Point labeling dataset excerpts
------------------------------------------------
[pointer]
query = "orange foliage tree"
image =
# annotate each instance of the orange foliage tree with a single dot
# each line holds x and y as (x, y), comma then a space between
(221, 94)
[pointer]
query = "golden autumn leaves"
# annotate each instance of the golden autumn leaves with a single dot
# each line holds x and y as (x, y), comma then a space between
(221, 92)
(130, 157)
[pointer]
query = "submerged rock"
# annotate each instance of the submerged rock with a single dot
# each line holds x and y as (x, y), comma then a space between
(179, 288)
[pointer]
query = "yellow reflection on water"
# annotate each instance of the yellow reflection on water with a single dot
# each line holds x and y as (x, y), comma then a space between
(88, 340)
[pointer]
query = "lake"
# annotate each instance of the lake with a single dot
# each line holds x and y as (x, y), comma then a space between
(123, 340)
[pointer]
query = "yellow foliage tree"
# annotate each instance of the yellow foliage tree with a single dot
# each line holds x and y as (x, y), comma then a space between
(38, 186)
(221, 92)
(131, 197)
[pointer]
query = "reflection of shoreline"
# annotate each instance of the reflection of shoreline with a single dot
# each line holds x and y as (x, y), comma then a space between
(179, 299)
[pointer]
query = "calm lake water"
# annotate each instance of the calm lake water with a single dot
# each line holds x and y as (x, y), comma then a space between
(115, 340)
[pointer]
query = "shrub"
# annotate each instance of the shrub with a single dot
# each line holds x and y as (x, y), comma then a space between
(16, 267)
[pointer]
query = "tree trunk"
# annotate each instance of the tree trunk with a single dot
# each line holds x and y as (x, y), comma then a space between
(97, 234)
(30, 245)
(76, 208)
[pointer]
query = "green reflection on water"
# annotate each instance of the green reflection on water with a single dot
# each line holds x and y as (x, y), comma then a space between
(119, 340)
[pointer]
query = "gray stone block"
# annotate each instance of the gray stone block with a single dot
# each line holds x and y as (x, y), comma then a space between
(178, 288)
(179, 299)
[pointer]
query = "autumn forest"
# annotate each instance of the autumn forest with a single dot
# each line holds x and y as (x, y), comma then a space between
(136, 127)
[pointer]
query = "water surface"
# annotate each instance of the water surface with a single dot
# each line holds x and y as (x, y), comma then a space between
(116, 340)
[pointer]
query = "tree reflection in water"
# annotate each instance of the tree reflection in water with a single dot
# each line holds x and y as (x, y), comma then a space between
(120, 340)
------------------------------------------------
Set down the entries verbatim, leaving none out.

Written response:
[pointer]
query = "orange foliage tree"
image =
# annotate each instance of the orange foliage tree with a single dot
# each line holds x and y as (x, y), comma then a space between
(221, 94)
[pointer]
query = "golden autumn leaves"
# annotate each instance of the golden autumn leaves with a single dot
# each line holds x and y as (x, y), comma then a space between
(221, 92)
(130, 157)
[pointer]
query = "submerged rock"
# annotate each instance of the submerged rock with a single dot
# each line holds x and y as (x, y), comma then a space between
(179, 288)
[pointer]
query = "yellow reflection on water"
# annotate each instance of the yellow reflection on water with a single dot
# each line holds x and y as (x, y), comma then a space between
(88, 340)
[pointer]
query = "lake"
# annotate each instance of the lake with a single dot
# each line holds x and y as (x, y), comma then a space between
(123, 340)
[pointer]
query = "yellow foliage tree"
# annotate each instance of the yellow foliage tree with a single dot
# each line holds x and y as (x, y), comma then a space between
(38, 186)
(221, 92)
(131, 197)
[pointer]
query = "reflection of shoreline"
# annotate each instance of the reflection of shoreline with a single dot
# each line holds x and y as (x, y), comma then a space between
(179, 299)
[pointer]
query = "calm lake water"
# annotate each instance of the calm lake water with a single dot
# each line holds x and y as (x, y), comma then a space between
(115, 340)
[pointer]
query = "shrub"
# annotate each instance of the shrub with a single dot
# each line holds x and y as (x, y), comma then a space between
(16, 267)
[pointer]
query = "tree trunk"
# annotate each instance of the tree trunk with a single dot
# each line holds x and y as (x, y), comma then a space between
(97, 234)
(30, 245)
(76, 208)
[pointer]
query = "green reflection on water"
# annotate each instance of the green reflection on water with a single dot
# each line holds x and y as (x, y), comma then a space between
(119, 340)
[pointer]
query = "gray stone block"
# annotate each instance of the gray stone block with a single dot
# each line holds x and y as (x, y), comma then a space between
(178, 288)
(179, 299)
[pointer]
query = "autumn forest"
# annotate each instance of the autumn forest with a single dot
# each line holds x and y as (x, y), comma then a space between
(136, 127)
[pointer]
query = "water surface"
# annotate each instance of the water surface with a single dot
# each line holds x and y as (x, y), comma then a space between
(116, 340)
[pointer]
query = "tree reflection in water"
# annotate each instance of the tree reflection in water with a single dot
# each line holds x and y as (x, y), comma then a space between
(120, 340)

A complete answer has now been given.